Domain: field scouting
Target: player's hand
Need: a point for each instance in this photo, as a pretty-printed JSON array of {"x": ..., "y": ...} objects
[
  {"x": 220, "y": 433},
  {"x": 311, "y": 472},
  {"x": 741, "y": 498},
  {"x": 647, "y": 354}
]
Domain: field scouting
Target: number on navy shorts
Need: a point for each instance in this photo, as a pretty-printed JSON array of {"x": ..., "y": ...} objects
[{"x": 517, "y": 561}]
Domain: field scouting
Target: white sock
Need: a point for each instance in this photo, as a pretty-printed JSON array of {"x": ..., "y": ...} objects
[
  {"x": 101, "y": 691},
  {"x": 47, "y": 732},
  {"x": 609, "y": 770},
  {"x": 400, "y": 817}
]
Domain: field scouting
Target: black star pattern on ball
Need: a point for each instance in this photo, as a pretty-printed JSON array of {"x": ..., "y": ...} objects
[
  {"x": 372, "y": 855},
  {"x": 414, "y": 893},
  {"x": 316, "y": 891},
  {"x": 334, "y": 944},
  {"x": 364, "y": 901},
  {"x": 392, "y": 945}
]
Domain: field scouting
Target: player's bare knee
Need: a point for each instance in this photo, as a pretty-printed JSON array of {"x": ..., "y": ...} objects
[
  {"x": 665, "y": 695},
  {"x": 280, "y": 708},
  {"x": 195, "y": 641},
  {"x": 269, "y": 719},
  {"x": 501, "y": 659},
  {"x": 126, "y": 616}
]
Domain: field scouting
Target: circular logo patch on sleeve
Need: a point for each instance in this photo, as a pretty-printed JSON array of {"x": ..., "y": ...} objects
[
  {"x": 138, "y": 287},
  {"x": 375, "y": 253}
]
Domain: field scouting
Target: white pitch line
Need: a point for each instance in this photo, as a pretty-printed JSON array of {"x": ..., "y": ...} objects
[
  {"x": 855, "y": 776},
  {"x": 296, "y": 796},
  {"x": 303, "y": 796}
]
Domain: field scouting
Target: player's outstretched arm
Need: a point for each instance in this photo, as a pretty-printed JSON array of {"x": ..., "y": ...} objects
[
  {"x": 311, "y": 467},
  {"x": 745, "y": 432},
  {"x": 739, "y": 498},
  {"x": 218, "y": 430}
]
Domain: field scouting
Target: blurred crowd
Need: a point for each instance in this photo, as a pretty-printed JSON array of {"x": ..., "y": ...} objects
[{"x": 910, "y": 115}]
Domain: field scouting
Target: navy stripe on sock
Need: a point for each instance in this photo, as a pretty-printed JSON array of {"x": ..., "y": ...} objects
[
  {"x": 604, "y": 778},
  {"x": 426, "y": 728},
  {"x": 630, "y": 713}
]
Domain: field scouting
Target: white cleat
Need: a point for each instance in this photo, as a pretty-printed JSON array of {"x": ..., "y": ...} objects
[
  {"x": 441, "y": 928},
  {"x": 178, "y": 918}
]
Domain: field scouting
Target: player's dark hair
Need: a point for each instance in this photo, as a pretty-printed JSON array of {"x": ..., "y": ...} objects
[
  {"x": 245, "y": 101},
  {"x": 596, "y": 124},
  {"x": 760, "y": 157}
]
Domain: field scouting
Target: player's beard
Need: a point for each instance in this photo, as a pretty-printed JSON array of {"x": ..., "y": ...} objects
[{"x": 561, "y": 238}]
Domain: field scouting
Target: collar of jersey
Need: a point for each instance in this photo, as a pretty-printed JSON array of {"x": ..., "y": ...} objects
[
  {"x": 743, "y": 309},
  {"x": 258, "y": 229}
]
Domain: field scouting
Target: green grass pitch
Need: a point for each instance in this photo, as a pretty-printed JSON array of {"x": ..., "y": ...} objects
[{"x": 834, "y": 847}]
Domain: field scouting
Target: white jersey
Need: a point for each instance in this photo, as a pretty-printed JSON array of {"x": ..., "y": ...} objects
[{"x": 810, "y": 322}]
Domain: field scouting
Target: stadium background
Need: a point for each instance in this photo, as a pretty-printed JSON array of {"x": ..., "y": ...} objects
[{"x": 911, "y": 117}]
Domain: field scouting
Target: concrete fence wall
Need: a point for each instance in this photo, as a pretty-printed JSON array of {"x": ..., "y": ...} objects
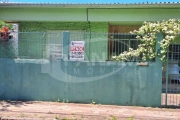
[{"x": 108, "y": 82}]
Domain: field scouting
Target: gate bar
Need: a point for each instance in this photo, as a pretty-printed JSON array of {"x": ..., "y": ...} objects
[{"x": 167, "y": 73}]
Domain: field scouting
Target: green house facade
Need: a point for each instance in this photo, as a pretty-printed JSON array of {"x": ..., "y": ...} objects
[
  {"x": 91, "y": 18},
  {"x": 45, "y": 31}
]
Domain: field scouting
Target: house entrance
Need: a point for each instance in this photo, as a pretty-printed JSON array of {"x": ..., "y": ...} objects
[{"x": 171, "y": 78}]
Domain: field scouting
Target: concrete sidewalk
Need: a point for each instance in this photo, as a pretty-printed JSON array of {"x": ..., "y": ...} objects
[{"x": 17, "y": 110}]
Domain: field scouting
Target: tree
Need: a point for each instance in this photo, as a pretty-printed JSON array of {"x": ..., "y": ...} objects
[{"x": 170, "y": 29}]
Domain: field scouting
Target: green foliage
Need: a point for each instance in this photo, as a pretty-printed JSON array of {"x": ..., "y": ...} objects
[
  {"x": 2, "y": 23},
  {"x": 147, "y": 34}
]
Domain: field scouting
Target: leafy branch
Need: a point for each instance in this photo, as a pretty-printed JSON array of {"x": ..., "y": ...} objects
[{"x": 170, "y": 29}]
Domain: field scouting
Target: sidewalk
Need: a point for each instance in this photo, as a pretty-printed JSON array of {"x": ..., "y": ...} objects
[{"x": 17, "y": 110}]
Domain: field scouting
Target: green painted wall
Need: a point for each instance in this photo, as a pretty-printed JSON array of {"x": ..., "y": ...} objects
[
  {"x": 120, "y": 15},
  {"x": 31, "y": 44},
  {"x": 104, "y": 82},
  {"x": 108, "y": 82}
]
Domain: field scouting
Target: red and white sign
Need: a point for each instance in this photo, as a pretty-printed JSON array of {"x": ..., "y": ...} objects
[{"x": 77, "y": 50}]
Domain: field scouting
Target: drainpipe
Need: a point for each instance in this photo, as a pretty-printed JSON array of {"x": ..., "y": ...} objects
[{"x": 89, "y": 31}]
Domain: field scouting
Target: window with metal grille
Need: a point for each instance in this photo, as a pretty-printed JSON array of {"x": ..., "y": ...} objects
[{"x": 118, "y": 43}]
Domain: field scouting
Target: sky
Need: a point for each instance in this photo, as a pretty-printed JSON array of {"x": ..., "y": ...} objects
[{"x": 94, "y": 1}]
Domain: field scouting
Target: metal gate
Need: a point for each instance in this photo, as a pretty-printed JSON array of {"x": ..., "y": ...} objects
[{"x": 171, "y": 78}]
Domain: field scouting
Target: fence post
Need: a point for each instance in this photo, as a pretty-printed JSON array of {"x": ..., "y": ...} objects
[
  {"x": 66, "y": 39},
  {"x": 159, "y": 37}
]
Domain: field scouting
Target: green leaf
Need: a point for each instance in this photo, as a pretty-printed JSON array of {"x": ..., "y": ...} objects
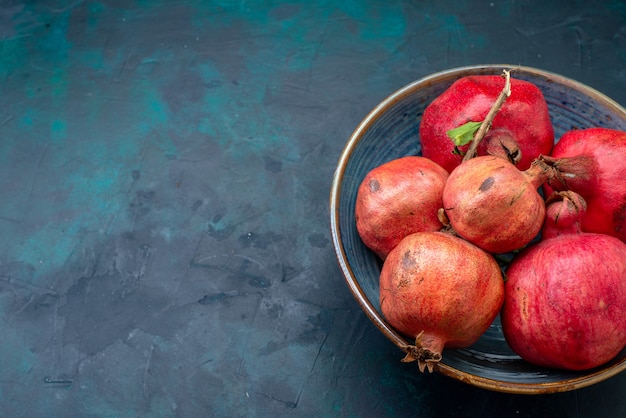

· · · · ·

▶ **Exercise task**:
How many lines in the items above contain the string "sidewalk", with case counting? Give only the number.

▶ **Finished task**:
2